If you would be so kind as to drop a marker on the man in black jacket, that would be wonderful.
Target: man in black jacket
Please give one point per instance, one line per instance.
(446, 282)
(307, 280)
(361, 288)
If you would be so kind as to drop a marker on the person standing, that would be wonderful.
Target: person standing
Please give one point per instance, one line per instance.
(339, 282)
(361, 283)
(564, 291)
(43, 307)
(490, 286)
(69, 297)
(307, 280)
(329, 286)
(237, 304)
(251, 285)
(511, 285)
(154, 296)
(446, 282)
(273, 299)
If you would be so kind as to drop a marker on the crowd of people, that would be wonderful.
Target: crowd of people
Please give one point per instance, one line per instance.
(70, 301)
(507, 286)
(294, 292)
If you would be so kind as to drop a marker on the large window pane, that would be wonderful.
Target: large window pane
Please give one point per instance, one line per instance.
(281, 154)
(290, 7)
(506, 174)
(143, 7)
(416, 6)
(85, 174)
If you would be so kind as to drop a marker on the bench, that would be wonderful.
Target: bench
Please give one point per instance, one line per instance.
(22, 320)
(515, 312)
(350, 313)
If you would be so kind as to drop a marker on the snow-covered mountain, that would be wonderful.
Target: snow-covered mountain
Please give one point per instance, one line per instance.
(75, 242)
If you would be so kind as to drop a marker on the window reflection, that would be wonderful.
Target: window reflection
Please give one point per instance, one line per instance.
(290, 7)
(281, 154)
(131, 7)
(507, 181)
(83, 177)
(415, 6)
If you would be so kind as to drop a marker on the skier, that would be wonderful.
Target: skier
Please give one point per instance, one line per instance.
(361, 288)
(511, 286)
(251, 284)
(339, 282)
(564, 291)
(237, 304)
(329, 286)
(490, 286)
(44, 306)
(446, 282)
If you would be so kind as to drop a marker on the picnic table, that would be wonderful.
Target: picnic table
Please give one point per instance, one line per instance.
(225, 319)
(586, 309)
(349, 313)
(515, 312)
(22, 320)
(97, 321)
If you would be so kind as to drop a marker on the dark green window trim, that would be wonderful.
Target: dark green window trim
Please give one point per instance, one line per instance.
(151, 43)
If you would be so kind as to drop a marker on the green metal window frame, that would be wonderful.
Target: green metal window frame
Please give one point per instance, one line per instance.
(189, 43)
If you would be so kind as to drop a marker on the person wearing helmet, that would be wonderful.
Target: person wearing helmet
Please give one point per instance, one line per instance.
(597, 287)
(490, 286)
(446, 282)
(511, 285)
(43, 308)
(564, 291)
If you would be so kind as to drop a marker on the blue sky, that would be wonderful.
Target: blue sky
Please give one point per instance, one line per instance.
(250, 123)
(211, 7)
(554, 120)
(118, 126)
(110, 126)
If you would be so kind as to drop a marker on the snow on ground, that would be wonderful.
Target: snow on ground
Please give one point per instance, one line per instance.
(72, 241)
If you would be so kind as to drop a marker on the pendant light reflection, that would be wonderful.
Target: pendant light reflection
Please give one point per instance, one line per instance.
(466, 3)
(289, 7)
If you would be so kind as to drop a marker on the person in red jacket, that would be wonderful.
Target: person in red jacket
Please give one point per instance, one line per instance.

▬▬▬

:: What you need to do ::
Arrange all of the lines above into a numbered list, leaving out any blank lines.

:: Final result ::
1. If you would be so kind as to drop a marker on the man in black jacket, that would be wonderful.
2. Target: man in black jacket
3. Please give one point per instance, one line per instance.
4. (446, 282)
5. (307, 280)
6. (361, 288)
7. If you would be so kind as to drop a marker on the person standing, that would be wonderful.
8. Target: person standing
9. Please give one point per instance, one line per instance.
10. (339, 282)
11. (361, 283)
12. (564, 291)
13. (43, 307)
14. (490, 286)
15. (69, 297)
16. (307, 280)
17. (329, 286)
18. (237, 304)
19. (251, 285)
20. (511, 285)
21. (154, 296)
22. (446, 282)
23. (273, 299)
24. If you would be so kind as to drop a marker on the crowd of people, that would be wonderful.
25. Target: crowd of people
26. Please give one point per instance, one line per instance.
27. (70, 301)
28. (507, 286)
29. (294, 292)
30. If you would be so kind as to drop a marker on the large window pane, that would be wonderful.
31. Target: large window pane
32. Please give one point per instance, one line per instance.
33. (281, 154)
34. (290, 7)
35. (506, 174)
36. (143, 7)
37. (416, 6)
38. (85, 174)
39. If you would be so kind as to drop a marker on the bench, that would be wonderful.
40. Target: bench
41. Please give one point per instance, one line per instance.
42. (22, 320)
43. (515, 312)
44. (350, 313)
45. If you would be so kind as to drop a marker on the snow-covered mountain, that would be wonderful.
46. Target: snow-covered mountain
47. Please give one point per instance, one line per instance.
48. (75, 242)
49. If you would be so kind as to drop a marker on the window reflection, that would be wonderful.
50. Target: window reflection
51. Please give one point per instance, one line per instance.
52. (290, 7)
53. (281, 154)
54. (131, 7)
55. (507, 181)
56. (83, 177)
57. (415, 6)
58. If you would be so kind as to drop a marker on the skier, that would be wonderful.
59. Target: skier
60. Please give one point per instance, one line per instance.
61. (361, 288)
62. (511, 286)
63. (251, 284)
64. (339, 282)
65. (564, 291)
66. (237, 304)
67. (329, 286)
68. (490, 286)
69. (44, 306)
70. (446, 282)
71. If you would be so kind as to drop a marker on the picnic table, that would be wonderful.
72. Target: picnic table
73. Please give one point per instance, one line per instance.
74. (225, 319)
75. (586, 309)
76. (349, 313)
77. (515, 312)
78. (22, 320)
79. (97, 321)
80. If you would be so kind as to drop a marker on the dark green window trim, that would be wonderful.
81. Target: dark green window trim
82. Please give one point per instance, one line per instance.
83. (151, 43)
84. If you would be so kind as to drop a marker on the green metal window frame, that would be wonderful.
85. Target: green metal window frame
86. Please give one point per instance, one line per instance.
87. (189, 43)
88. If you would be so kind as to drop a marker on the person wearing helmet, that would be wonderful.
89. Target: person wearing helmet
90. Please give one point per instance, one line per instance.
91. (597, 287)
92. (490, 286)
93. (446, 282)
94. (511, 285)
95. (43, 308)
96. (564, 291)
97. If you would be so kind as to drop a marker on the blue sky, that would be wonderful.
98. Target: blue sky
99. Please give one point per instance, one line per instance.
100. (250, 123)
101. (211, 7)
102. (554, 120)
103. (118, 126)
104. (110, 126)
105. If you would be so kind as to drop a marker on the snow on ground, that would be wonderful.
106. Target: snow on ground
107. Please give one point per instance, one line per instance.
108. (72, 241)
109. If you would be so kind as to drop a marker on the pendant light reflection, that would be wonderful.
110. Target: pendant light reflection
111. Please give one point per instance, one line per instance.
112. (466, 3)
113. (289, 7)
114. If you would be so kind as to drop a marker on the person in red jacket, that would be wonderful.
115. Target: person in red jacket
116. Please give one point per instance, one line per instance.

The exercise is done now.